— Extracted data —
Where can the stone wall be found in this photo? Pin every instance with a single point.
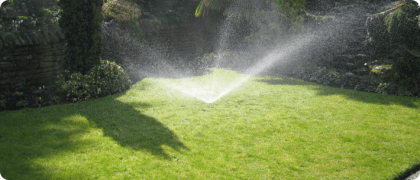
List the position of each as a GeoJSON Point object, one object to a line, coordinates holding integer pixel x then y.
{"type": "Point", "coordinates": [30, 58]}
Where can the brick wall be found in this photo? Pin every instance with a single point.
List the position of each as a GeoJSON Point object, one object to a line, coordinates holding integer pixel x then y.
{"type": "Point", "coordinates": [30, 58]}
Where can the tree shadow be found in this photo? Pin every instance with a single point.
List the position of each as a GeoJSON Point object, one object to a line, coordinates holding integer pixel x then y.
{"type": "Point", "coordinates": [31, 134]}
{"type": "Point", "coordinates": [130, 128]}
{"type": "Point", "coordinates": [366, 97]}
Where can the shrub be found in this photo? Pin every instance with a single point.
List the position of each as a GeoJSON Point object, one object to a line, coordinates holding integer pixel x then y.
{"type": "Point", "coordinates": [81, 22]}
{"type": "Point", "coordinates": [102, 80]}
{"type": "Point", "coordinates": [405, 74]}
{"type": "Point", "coordinates": [121, 10]}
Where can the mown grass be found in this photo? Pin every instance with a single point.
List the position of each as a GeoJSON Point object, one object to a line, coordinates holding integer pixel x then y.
{"type": "Point", "coordinates": [268, 128]}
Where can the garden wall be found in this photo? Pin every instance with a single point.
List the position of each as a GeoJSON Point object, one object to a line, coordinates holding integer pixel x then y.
{"type": "Point", "coordinates": [35, 58]}
{"type": "Point", "coordinates": [30, 58]}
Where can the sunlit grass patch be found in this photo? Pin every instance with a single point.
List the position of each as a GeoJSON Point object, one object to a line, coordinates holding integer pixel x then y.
{"type": "Point", "coordinates": [266, 128]}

— Problem to work on —
Reproduce the entire listing above verbatim, line by line, leaving out the picture.

— The answer —
Where can the stone wall be found in this photo? Pin every instance with a single point.
List the position of each as a GeoJSON Point object, one object to a line, coordinates holding integer pixel x then y.
{"type": "Point", "coordinates": [30, 58]}
Where can the brick wall be found in this photo? Pin every instance with a single point.
List the position of each as a GeoJSON Point object, one object to a line, coordinates holding integer pixel x then y.
{"type": "Point", "coordinates": [30, 58]}
Where can the tree shadow be found in this photo? Pin every instance with a single point.
List the position of each as a GeoJSON Point object, one object to a line, coordinates holding integer pixel x then y.
{"type": "Point", "coordinates": [31, 134]}
{"type": "Point", "coordinates": [130, 128]}
{"type": "Point", "coordinates": [366, 97]}
Where can the shrub be found in this photo? Pin every instance with a single point.
List the position of each as a GeoJSON Point object, one object to a line, coordinates holding integer pixel x then y.
{"type": "Point", "coordinates": [81, 22]}
{"type": "Point", "coordinates": [102, 80]}
{"type": "Point", "coordinates": [405, 74]}
{"type": "Point", "coordinates": [121, 10]}
Where can the mown grass be found in this photo? Pin every instance with a single point.
List the position of each as a GeoJSON Point object, one object to a line, coordinates holding integer pixel x then y.
{"type": "Point", "coordinates": [268, 128]}
Where can the garden wall be found in this photo? Pin every instance with a single point.
List the position of each as a GeoJSON Point object, one object to a line, coordinates holding integer pixel x then y.
{"type": "Point", "coordinates": [35, 58]}
{"type": "Point", "coordinates": [30, 58]}
Where can the sunlit grass patch be found in this photo? Pin every instance with a single point.
List the position of each as a GeoJSON Point object, one object to a line, coordinates holding integer pixel x then y.
{"type": "Point", "coordinates": [266, 128]}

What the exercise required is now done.